Written task 1
According to the profile of Richard W. Ziolkowski below, in what year did he serve as president of the IEEE Antennas and Propagation Society?
=== Selected text ===
- Born: November 22, 1952 (age 73) Warsaw, New York, U.S.
- Education: Brown University; University of Illinois at Urbana-Champaign;
- Scientific career
- Fields: Electromagnetics; Photonics; Metamaterials;
- Workplaces: Lawrence Livermore National Laboratory; University of Arizona; University of Technology Sydney;
- Thesis: The Maslov method and the asymptotic Fourier transform: Caustic analysis (1980)
- Doctoral advisor: Georges A. Deschamps

= Richard W. Ziolkowski =

American electrical engineer and academic

Richard W. Ziolkowski is an American electrical engineer and academician, who was the president of the IEEE Antennas and Propagation Society (2005), and a former vice president of this same society (2004). In 2006, he became an OSA Fellow. He is also an IEEE Fellow. He was born on November 22, 1952, in Warsaw, New York.

==Career==
Ziolkowski has a dual appointment at the University of Arizona. He is a professor of electrical and computer engineering, and a professor of the optical sciences. He has been a full professor of electrical and computer engineering since 1996. Has been a professor of optical sciences since 2006. In 1990, he began at the University of Arizona as an associate professor in the department of Electrical and Computer Engineering. During his time at this university he was awarded the Kenneth Von Behren Chaired Professor (2003–2005) and is currently the Litton Industries John M. Leonis Distinguished Professor.
=== Data shown ===
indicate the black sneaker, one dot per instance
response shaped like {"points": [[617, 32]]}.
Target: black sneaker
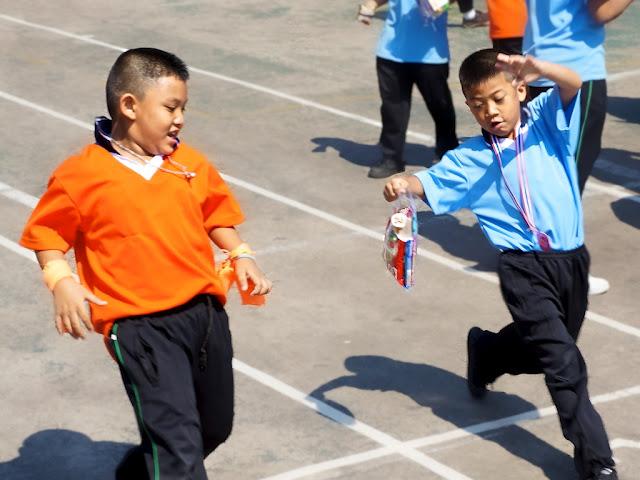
{"points": [[386, 168], [607, 473], [480, 20], [477, 388]]}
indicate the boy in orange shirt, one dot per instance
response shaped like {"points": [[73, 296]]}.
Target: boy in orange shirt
{"points": [[507, 21], [140, 209]]}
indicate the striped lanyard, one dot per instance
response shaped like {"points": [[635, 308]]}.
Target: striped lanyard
{"points": [[526, 209]]}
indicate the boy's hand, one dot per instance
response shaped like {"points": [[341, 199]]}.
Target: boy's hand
{"points": [[526, 69], [72, 315], [366, 11], [395, 187], [247, 271]]}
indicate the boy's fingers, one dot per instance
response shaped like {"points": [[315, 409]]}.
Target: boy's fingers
{"points": [[66, 323], [242, 280], [84, 315], [78, 332], [58, 322]]}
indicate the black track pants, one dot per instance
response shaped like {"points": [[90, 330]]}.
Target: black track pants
{"points": [[176, 369], [546, 294]]}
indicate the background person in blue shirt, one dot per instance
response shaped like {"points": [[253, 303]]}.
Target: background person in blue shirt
{"points": [[411, 51], [520, 180], [572, 33]]}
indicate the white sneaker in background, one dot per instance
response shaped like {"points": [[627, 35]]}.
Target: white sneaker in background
{"points": [[597, 285]]}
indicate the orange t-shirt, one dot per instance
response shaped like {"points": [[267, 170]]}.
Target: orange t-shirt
{"points": [[507, 18], [141, 245]]}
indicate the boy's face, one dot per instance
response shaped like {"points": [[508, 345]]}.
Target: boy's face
{"points": [[495, 104], [158, 117]]}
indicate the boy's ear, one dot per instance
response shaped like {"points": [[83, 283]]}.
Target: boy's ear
{"points": [[127, 106], [521, 90]]}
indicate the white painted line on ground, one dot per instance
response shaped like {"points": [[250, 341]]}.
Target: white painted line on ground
{"points": [[394, 445], [427, 139], [614, 77], [456, 434], [332, 464], [624, 443], [354, 227], [18, 195]]}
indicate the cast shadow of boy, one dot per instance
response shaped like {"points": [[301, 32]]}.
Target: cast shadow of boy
{"points": [[625, 108], [627, 210], [367, 155], [58, 454], [461, 241], [446, 395], [622, 167]]}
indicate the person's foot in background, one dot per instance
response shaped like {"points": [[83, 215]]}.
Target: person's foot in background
{"points": [[474, 18]]}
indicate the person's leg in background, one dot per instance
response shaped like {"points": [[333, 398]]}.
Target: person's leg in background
{"points": [[431, 80], [395, 85], [470, 16], [509, 46]]}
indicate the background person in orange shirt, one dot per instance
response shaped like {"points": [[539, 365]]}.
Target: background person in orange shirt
{"points": [[140, 210], [507, 21]]}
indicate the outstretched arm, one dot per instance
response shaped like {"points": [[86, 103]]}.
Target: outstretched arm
{"points": [[402, 184], [71, 314], [367, 10], [603, 11], [246, 267], [529, 68]]}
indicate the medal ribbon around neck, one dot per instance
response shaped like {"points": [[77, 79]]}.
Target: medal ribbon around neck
{"points": [[182, 169], [526, 210]]}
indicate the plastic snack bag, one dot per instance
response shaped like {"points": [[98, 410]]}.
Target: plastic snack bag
{"points": [[432, 9], [401, 240]]}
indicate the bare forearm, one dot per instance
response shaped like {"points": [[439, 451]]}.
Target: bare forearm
{"points": [[373, 4], [45, 256], [226, 238], [415, 186], [603, 11], [568, 81]]}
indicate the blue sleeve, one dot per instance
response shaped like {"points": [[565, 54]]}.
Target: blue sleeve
{"points": [[445, 185], [558, 121]]}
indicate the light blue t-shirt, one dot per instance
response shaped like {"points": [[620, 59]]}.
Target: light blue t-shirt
{"points": [[564, 32], [469, 177], [408, 37]]}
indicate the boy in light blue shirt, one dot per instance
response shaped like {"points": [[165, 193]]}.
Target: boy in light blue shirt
{"points": [[572, 33], [519, 178], [412, 50]]}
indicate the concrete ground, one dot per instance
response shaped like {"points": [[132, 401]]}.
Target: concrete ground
{"points": [[342, 375]]}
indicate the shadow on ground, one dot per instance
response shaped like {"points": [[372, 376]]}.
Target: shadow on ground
{"points": [[64, 455], [367, 155], [459, 240], [445, 393], [620, 167], [628, 211], [626, 109]]}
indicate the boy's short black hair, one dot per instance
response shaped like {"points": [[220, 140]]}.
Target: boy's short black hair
{"points": [[136, 68], [477, 68]]}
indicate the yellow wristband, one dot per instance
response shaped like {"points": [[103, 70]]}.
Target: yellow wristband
{"points": [[242, 251], [54, 271]]}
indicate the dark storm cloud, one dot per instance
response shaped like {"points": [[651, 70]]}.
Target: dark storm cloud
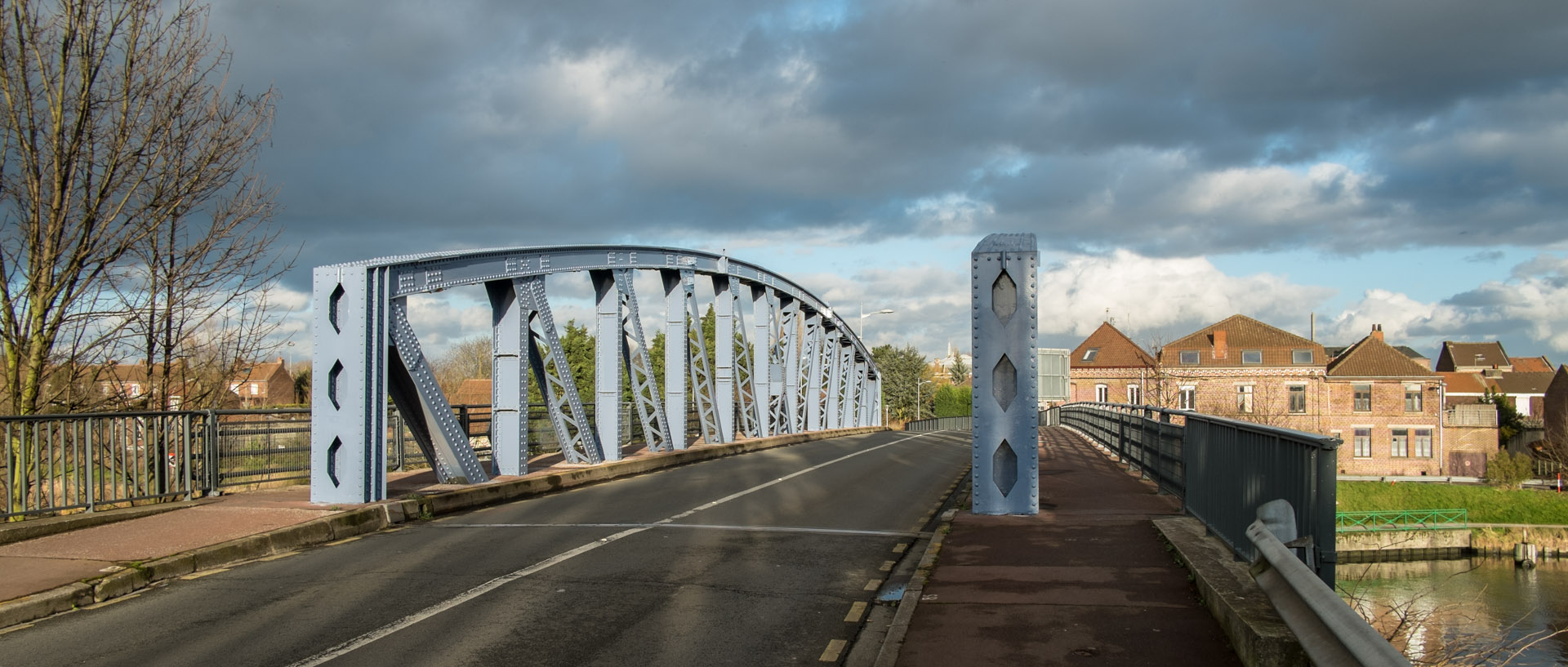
{"points": [[1164, 127]]}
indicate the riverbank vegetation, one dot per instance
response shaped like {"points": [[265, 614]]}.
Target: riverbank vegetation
{"points": [[1486, 505]]}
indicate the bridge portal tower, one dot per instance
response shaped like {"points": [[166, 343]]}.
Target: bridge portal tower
{"points": [[1005, 315]]}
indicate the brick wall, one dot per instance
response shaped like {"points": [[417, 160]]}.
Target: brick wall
{"points": [[1387, 414]]}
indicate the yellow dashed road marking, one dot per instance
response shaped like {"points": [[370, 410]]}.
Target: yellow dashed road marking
{"points": [[831, 653], [857, 611], [204, 573]]}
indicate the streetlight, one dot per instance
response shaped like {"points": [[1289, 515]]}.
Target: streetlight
{"points": [[918, 395], [866, 315]]}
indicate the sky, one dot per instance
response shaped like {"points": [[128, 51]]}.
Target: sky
{"points": [[1344, 163]]}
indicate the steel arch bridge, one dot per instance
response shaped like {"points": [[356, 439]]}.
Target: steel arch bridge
{"points": [[797, 367]]}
===
Written task 2
From the records above, extract every line containing the string "hand". Case counts.

Exercise solution 1
2005

Exercise solution 2
indicate the boy's hand, one dot per instance
Target: boy's hand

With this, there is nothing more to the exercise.